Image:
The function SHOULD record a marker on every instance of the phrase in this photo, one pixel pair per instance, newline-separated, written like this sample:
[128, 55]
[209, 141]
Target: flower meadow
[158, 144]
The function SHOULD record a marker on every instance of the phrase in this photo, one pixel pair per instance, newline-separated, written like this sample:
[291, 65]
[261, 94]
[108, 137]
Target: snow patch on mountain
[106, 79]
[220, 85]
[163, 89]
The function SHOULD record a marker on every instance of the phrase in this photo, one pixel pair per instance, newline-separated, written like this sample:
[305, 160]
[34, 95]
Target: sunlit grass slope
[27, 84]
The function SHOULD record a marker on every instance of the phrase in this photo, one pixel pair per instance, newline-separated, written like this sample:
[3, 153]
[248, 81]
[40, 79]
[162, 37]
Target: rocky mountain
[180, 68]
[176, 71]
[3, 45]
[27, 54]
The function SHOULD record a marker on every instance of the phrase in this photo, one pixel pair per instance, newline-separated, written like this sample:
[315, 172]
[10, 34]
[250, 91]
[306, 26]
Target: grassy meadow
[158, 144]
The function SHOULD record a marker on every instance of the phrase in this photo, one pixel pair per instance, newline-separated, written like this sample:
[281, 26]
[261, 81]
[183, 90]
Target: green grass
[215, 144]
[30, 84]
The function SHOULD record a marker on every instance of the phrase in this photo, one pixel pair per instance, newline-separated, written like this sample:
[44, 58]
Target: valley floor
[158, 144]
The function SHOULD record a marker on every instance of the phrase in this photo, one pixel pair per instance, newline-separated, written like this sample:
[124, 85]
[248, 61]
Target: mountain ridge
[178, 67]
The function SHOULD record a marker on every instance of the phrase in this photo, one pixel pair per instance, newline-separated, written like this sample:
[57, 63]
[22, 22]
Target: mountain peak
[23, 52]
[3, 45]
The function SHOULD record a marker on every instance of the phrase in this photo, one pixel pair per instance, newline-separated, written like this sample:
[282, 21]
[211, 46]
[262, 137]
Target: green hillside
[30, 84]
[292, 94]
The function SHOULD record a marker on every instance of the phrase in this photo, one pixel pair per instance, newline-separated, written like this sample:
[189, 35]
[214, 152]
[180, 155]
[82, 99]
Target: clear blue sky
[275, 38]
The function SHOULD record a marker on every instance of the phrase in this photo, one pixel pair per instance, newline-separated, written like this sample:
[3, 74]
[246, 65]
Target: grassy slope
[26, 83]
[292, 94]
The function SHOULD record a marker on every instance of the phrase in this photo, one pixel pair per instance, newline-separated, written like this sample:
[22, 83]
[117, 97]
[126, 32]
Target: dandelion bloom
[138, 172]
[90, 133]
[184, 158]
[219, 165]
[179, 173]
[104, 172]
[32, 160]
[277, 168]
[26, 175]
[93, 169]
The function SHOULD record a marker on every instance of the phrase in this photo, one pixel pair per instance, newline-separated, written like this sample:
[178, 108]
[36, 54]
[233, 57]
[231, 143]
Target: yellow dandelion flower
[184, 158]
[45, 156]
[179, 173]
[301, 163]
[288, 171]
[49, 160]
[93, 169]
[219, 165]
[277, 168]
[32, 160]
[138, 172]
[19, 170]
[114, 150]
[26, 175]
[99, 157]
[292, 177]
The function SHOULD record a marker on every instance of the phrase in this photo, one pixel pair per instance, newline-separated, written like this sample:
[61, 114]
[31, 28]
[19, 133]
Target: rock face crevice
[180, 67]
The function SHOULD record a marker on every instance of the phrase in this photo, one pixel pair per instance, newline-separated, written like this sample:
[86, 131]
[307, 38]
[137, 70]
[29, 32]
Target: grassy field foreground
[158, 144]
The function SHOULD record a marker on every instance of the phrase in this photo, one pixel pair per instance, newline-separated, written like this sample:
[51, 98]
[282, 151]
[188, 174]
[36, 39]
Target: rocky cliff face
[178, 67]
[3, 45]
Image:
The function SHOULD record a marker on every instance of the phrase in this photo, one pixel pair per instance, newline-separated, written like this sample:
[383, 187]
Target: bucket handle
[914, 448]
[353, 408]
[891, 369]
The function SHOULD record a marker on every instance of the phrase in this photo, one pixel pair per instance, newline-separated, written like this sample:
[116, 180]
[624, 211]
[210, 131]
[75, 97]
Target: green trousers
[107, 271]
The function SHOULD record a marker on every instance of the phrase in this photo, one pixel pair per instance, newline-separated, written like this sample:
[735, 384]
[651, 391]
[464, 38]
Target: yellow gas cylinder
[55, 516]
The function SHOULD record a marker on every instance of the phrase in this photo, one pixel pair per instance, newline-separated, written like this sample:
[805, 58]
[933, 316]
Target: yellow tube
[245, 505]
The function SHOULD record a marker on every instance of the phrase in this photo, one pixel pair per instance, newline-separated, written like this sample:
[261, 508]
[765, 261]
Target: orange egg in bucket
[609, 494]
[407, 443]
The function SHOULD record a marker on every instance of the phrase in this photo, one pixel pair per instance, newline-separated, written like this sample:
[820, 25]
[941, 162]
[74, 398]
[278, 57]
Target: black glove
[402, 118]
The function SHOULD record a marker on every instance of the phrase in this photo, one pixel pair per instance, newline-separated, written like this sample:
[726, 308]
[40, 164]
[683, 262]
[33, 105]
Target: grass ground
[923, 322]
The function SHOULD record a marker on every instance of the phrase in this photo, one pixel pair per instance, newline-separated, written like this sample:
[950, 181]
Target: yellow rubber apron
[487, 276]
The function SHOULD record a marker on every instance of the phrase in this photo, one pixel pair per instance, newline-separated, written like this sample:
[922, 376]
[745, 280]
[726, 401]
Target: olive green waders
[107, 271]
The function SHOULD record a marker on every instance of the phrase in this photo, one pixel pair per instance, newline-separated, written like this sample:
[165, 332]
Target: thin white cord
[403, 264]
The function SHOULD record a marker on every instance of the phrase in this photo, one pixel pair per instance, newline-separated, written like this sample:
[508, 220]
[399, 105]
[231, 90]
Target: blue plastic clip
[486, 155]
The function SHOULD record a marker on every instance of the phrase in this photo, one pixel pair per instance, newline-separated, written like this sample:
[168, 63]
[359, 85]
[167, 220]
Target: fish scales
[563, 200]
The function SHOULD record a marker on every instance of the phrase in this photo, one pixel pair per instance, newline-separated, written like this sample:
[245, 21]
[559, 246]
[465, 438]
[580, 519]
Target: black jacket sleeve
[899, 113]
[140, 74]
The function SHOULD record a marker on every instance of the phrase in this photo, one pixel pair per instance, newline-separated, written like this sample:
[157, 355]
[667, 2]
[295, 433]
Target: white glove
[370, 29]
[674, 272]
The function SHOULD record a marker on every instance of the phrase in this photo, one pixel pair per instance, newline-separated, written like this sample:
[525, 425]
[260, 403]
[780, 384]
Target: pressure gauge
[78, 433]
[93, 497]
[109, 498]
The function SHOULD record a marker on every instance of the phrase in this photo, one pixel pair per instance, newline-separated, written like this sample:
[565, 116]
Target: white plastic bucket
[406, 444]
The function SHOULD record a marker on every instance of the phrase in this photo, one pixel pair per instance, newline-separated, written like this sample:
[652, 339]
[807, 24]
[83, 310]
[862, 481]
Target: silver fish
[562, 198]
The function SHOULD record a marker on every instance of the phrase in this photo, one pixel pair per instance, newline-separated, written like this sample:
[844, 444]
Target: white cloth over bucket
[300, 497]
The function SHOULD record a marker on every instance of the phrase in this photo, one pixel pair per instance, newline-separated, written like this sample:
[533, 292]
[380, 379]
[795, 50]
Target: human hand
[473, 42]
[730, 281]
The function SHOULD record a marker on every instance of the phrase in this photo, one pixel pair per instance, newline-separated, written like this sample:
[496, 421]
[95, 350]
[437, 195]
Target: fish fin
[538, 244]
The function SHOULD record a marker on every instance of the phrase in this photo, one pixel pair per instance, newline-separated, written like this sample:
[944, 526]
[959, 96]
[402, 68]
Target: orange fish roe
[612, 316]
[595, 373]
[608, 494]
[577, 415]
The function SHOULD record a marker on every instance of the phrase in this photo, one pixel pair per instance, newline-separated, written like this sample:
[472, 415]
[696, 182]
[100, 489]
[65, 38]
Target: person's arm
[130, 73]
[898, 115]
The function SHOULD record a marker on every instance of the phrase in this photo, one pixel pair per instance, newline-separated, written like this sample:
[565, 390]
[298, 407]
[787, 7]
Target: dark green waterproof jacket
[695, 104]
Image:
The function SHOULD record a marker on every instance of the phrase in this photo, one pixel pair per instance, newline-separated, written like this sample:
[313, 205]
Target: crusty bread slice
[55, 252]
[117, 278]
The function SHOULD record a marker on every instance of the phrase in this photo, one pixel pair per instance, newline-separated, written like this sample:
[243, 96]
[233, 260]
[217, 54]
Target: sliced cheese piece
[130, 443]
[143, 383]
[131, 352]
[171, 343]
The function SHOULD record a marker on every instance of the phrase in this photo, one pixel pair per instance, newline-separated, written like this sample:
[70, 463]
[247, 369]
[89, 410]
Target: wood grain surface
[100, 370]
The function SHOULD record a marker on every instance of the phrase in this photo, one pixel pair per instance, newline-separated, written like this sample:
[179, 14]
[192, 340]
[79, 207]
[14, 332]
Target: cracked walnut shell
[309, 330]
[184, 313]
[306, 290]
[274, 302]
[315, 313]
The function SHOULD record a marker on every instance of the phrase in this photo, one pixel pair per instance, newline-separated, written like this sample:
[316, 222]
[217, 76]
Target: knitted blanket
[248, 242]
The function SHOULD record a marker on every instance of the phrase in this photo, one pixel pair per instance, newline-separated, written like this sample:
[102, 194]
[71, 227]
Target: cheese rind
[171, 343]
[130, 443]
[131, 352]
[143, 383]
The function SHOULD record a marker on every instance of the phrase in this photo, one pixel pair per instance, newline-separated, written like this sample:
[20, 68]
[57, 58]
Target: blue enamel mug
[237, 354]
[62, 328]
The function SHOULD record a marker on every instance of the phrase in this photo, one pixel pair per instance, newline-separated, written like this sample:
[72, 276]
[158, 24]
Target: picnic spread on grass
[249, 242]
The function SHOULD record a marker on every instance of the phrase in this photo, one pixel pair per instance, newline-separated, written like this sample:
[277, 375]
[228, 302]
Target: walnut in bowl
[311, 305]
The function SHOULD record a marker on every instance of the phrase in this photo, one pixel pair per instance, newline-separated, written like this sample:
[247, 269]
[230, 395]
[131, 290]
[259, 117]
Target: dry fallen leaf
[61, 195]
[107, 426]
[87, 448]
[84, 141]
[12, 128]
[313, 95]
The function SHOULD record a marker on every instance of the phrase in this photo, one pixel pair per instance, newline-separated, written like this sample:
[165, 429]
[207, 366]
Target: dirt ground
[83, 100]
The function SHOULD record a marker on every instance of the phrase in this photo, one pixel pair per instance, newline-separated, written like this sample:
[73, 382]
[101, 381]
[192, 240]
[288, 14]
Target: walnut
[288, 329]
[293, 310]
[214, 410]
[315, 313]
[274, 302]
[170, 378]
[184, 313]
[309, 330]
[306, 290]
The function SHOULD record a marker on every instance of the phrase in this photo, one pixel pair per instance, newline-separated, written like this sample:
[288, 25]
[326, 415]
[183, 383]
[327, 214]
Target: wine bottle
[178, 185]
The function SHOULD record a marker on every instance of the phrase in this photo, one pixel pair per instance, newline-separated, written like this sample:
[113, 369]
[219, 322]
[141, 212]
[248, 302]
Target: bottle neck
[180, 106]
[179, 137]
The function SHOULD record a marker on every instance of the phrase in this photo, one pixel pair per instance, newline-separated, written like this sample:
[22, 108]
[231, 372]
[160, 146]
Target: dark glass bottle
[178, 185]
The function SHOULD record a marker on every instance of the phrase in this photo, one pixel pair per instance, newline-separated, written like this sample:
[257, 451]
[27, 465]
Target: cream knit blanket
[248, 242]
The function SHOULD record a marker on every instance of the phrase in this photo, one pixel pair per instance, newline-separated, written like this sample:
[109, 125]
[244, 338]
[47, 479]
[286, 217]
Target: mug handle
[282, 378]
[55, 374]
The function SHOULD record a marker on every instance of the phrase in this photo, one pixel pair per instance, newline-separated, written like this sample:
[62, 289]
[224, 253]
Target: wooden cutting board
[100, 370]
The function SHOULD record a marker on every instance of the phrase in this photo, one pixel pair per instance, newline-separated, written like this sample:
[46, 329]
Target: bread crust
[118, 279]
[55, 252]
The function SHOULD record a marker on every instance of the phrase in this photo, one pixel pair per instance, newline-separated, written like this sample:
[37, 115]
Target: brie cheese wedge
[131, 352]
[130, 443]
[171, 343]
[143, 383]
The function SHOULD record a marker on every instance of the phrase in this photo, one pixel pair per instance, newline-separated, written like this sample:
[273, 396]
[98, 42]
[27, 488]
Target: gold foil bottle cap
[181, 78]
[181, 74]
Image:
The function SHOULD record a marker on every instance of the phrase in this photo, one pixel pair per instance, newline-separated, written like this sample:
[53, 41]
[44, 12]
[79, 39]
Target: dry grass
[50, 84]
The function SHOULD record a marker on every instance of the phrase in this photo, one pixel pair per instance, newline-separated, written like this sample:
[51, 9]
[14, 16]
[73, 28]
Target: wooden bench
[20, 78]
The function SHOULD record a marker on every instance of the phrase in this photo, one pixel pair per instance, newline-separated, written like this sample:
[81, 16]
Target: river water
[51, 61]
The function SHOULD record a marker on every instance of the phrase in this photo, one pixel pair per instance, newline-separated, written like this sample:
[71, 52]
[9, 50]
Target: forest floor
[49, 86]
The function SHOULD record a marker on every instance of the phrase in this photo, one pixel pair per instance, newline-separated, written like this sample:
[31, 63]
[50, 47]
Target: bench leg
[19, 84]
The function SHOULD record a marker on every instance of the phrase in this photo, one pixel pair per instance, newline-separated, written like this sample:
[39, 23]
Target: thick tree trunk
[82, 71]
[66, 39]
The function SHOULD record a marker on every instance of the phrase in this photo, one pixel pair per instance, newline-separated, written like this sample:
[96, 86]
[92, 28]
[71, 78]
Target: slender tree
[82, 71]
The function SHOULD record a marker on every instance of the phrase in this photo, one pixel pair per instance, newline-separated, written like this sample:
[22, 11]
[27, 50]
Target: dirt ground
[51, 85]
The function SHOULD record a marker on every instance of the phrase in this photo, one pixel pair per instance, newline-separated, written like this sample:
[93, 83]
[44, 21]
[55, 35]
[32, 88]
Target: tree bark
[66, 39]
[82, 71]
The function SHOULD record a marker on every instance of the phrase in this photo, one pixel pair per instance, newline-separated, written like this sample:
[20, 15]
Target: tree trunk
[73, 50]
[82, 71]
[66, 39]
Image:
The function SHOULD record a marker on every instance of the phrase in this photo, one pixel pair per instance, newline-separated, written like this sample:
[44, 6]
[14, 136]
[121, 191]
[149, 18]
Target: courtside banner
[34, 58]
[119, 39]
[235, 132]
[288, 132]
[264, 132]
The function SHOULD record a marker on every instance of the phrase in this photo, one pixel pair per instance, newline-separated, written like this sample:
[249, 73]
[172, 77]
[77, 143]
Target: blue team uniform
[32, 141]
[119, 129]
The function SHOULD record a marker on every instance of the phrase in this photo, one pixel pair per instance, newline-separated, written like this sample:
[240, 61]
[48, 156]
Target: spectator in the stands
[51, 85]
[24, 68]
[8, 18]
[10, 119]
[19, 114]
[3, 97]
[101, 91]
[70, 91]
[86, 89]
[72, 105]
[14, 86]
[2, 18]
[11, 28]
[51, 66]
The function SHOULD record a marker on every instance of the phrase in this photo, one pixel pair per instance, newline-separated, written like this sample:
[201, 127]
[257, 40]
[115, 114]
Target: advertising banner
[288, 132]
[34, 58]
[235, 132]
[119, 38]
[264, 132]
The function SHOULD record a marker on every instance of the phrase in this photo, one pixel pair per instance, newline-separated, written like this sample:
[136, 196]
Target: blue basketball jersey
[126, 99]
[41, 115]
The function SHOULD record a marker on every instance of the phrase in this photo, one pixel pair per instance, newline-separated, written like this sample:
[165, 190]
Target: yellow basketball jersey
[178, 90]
════
**WORK TO BE COMPLETED:** Your answer should be exactly the lines of the material above, starting at the one that holds "Target: advertising banner" and ending with the last.

**SOLVED EXERCISE:**
Target: advertising banner
[288, 132]
[34, 58]
[235, 132]
[119, 38]
[264, 132]
The function SHOULD record a marker on every instance of the phrase in this photo, one pixel pair per instance, newline-separated, written like this sample:
[136, 196]
Target: blue basketball jersey
[126, 99]
[41, 115]
The function SHOULD record a marker on every instance of the phrase in this photo, one pixel pair per instance, newline-separated, written like this sample:
[165, 190]
Target: yellow basketball jersey
[178, 90]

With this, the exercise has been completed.